WHAT YOU ARE ASKED TO DO — Repeat each record exactly as written, and drop any images.

Point-based annotation data:
• • •

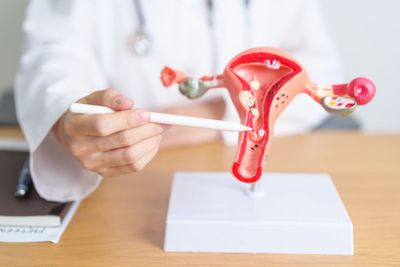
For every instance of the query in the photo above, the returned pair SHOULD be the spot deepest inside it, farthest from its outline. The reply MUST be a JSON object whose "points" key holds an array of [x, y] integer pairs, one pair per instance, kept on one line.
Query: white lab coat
{"points": [[74, 47]]}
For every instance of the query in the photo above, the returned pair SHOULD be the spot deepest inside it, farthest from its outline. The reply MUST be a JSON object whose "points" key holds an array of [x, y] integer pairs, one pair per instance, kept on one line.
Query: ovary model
{"points": [[261, 83]]}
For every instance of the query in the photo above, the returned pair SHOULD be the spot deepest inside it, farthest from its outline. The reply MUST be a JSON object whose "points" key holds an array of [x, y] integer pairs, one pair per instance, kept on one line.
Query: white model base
{"points": [[291, 213]]}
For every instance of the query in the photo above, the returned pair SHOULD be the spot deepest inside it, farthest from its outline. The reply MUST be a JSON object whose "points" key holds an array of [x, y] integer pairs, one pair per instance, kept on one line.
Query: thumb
{"points": [[108, 97]]}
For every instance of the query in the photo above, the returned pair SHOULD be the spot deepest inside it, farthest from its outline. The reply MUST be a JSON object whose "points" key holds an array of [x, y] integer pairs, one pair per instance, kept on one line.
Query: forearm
{"points": [[182, 136]]}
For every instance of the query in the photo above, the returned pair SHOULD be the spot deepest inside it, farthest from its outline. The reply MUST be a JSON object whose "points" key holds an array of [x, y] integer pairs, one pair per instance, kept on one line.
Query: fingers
{"points": [[129, 168], [128, 137], [123, 156], [89, 144], [106, 124], [108, 97]]}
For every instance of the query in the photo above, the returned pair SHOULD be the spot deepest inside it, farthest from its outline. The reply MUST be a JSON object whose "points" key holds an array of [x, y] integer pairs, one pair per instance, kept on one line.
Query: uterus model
{"points": [[261, 83]]}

• • •

TASK SOLUTION —
For every instance of the query in the photo above, the returned pair SHOULD be the spot deepest inside it, farthest from its outline. The reply MUST be a JSON object whose "points" key holds an array of [x, y] integer pairs, one pair per instance, kept on one line.
Query: white lab coat
{"points": [[74, 47]]}
For every instance of the query in the photo above, the returned pair SHOULD be the spot deepest inside it, farthest from its outline. The reply MUST be a JSON object whose "points" key holds an array of [x, y] integer pairs, one pair per instance, kept on one line.
Query: ovary model
{"points": [[261, 83]]}
For every instance of the query in the photo above, the returned pair SHOULD be the spot deepest inside it, farthest from its outline. The reply MUST be a JSON object whose "points" key holds an array of [x, y] integer pairs, one pair per instance, kept on one line.
Query: white model base
{"points": [[291, 213]]}
For every instance of the query in the photo above, the returned pair SHOULD be the spot deepest inside it, farthest from its outline. The reply MUST be a JSON object whose "points" key holds an array of [x, y] integer pairs, one pair per instance, kept on one line.
Query: thumb
{"points": [[108, 97]]}
For every instance of the query in the photo above, the returned pair SHOULD be the spot deepest inside it, farthest from its outline. The reply MUST be a JSON object whose "points" key holds an array of [x, y] integer pairs, one pair per instance, kept on one line.
Query: forearm
{"points": [[182, 136]]}
For every instance of the query in the photo above, the returned pair SHOULD be the spot deepest inside it, farthest from its outline. The reply MUST be a JSON object whose "points" key holds an array of [x, y] integer pairs, one pair per instance, kept on one line.
Query: fingers
{"points": [[129, 168], [128, 137], [123, 156], [89, 144], [106, 124], [108, 97]]}
For every instance of the query in the photo above, the returned pair SHOULD be the spot deepest inside it, farthest from its outline. The reply MUST be a JSON object whose "points" key holds an array of [x, y] integer pairs, one pair per instance, kept on one line.
Query: uterus model
{"points": [[261, 83]]}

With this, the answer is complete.